**Your task:**
Please print the portion of the forum thread about fish and peanut allergies below, starting at "나는 먹을 수 있고 조개류, 정제" and ending at "and miso soup.".

**Source excerpt:**
====================

# I am seriously allergic to fish and peanuts



## mvkj

Hi,
I am going to Korea this weekend and I am severely allergic to fish and peanuts. Can someone please help me to correct the below? (I used Google translate)
Many thanks!!

나는 물고기와 땅콩에 심각하게 알레르기가 있습니다. 나는 물고기 또는 땅콩을 포함한 음식을 먹을 때 심각한 반응을 겪습니다. 이것은 생선 소스, 다시와 된장국을 포함합니다.

나는 먹을 수 있고 조개류, 정제 된 땅콩 기름 및 다른 견과류에 알레르기가 없습니다.

Want to say:
"I am seriously allergic to fish and peanuts. I suffer from serious reaction when I eat food containing fish or peanuts. This includes fish sauce, dashi and miso soup. 

I can eat and I am not allergic to shellfish, refined peanut oil and other nuts."


----------



## user829220

저는 물고기와 땅콩에 정말 심각한 알레르기가 있습니다. 
이것들은 주로 생선 소스나 다시, 된장국에 들어있어요. 
하지만 조개류나 정제된 땅콩기름, 다른 견과류에는 알레르기 반응이 없고 먹을 수 있습니다. 
신경 써주셔서 감사합니다.(Thanks for your care)

In Korea, we usually don’t think that allergic reaction is serious. 
You MUST tell them very seriously.


----------



## boomluck

mvkj said:


> I suffer from serious reaction when I eat food containing fish or peanuts.



저는 생선이나 땅콩류가 들어간 음식을 먹을 때 심각한 반응을 겪습니다. 

There was one missing sentence, so I am just adding it to complete.


----------

====================

**Rows:**
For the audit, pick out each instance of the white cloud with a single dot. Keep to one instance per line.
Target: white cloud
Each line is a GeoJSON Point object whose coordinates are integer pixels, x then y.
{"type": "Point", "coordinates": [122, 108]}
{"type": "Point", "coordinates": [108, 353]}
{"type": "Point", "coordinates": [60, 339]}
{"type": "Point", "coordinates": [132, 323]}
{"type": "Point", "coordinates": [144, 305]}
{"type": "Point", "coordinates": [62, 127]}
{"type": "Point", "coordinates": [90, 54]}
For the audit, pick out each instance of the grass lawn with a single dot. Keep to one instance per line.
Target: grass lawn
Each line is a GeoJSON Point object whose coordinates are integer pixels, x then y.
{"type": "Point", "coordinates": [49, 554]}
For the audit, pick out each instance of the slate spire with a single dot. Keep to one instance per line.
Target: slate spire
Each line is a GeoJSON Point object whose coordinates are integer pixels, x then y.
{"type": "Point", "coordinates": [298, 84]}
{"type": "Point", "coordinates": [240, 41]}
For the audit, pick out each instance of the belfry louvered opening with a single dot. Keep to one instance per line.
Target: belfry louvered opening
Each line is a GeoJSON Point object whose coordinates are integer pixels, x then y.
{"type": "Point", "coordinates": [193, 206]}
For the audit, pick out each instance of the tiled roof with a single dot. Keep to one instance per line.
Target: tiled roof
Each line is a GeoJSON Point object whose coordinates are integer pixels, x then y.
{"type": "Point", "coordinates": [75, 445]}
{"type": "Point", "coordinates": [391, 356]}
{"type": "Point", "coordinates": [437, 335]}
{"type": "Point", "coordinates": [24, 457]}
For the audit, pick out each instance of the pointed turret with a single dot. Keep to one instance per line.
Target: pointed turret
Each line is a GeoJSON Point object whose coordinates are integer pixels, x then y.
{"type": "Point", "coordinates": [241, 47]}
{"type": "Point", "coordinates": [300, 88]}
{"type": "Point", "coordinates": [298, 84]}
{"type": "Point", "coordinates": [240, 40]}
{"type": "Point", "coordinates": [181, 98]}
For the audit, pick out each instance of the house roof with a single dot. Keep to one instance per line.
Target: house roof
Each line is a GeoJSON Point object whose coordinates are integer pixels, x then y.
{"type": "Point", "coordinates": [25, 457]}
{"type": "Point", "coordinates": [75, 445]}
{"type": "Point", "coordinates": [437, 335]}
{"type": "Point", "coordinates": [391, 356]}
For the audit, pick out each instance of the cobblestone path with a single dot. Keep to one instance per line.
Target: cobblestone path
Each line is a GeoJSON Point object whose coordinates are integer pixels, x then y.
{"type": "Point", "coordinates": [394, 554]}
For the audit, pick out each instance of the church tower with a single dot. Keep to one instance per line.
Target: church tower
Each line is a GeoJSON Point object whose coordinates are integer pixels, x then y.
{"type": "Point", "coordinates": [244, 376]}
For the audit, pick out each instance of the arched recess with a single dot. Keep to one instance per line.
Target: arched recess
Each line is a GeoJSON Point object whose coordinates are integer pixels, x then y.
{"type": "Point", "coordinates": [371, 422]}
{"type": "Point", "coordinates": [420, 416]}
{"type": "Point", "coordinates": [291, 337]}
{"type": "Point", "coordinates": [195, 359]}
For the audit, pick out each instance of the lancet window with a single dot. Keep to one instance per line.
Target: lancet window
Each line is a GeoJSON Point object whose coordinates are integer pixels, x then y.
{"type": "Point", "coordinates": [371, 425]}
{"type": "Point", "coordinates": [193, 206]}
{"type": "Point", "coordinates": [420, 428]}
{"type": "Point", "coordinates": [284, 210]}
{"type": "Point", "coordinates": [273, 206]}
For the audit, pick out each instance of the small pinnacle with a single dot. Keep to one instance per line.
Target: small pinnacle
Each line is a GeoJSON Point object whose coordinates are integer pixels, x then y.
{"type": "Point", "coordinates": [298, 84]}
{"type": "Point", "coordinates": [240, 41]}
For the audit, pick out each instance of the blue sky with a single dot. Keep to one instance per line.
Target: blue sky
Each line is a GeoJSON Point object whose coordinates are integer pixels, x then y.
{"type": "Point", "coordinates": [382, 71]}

====================

**Solution for this exercise:**
나는 먹을 수 있고 조개류, 정제 된 땅콩 기름 및 다른 견과류에 알레르기가 없습니다.

Want to say:
"I am seriously allergic to fish and peanuts. I suffer from serious reaction when I eat food containing fish or peanuts. This includes fish sauce, dashi and miso soup.